> _Your instructions_:
Find the line that contains "Put a point on every instance of the hoosier"; then retype it and each line after it, exactly, through the final line of the data below.

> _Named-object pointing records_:
:::
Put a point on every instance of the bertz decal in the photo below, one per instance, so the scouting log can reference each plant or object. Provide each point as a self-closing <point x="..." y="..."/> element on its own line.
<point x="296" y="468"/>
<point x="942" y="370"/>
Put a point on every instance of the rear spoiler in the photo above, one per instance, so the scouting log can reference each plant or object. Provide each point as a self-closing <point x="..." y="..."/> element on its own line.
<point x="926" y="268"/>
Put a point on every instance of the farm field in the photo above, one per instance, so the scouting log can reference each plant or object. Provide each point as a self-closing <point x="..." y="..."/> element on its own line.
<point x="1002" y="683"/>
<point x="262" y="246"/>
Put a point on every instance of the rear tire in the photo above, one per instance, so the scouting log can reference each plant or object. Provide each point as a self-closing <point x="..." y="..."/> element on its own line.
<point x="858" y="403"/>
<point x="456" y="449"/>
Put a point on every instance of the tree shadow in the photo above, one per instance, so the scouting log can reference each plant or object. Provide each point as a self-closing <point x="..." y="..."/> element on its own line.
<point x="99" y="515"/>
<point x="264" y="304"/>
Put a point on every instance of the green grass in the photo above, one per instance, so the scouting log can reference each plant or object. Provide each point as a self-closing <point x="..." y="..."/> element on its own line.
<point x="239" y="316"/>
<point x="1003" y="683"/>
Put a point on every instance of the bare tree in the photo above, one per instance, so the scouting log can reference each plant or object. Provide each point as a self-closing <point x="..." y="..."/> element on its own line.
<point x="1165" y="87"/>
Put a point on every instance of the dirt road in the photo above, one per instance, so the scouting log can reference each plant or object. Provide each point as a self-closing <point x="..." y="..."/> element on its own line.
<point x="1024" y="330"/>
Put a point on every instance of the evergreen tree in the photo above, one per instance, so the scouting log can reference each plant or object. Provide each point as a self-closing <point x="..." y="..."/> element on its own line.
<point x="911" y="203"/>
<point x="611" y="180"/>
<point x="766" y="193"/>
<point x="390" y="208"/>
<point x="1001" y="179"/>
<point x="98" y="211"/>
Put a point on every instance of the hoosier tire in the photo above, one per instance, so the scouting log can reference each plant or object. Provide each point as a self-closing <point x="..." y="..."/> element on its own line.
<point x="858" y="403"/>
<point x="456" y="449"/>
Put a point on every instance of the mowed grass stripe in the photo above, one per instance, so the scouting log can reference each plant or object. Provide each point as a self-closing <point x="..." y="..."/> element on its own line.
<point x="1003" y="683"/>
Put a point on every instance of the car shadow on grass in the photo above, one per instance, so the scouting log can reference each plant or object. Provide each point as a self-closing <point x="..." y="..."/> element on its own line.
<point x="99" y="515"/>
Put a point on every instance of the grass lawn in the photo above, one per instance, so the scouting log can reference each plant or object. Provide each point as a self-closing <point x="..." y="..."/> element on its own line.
:::
> _Expected answer_:
Put a point on every instance of the hoosier tire in the photo above, one per instance, so the scouting log can reference each plant or object. Provide each point as a self-closing <point x="..." y="..."/> element on its own line.
<point x="858" y="403"/>
<point x="456" y="449"/>
Put a point on every instance of the mowed grass stripe in the photo above, one per instance, so the scouting log can reference each plant or object. Provide each point as a self-closing <point x="..." y="..."/> element on its own line.
<point x="1003" y="683"/>
Put a point on every instance of the car shadow on grass in the photo above, one per instance, so the scouting log can reference each plant or object. Provide each point as a self-closing <point x="..." y="..."/> element on its own line.
<point x="99" y="515"/>
Put a point on every instance of the grass lawn in the photo above, one per instance, so the scouting log can reference each plant or object. Provide each point as a self-closing <point x="..." y="..."/> element on its own line.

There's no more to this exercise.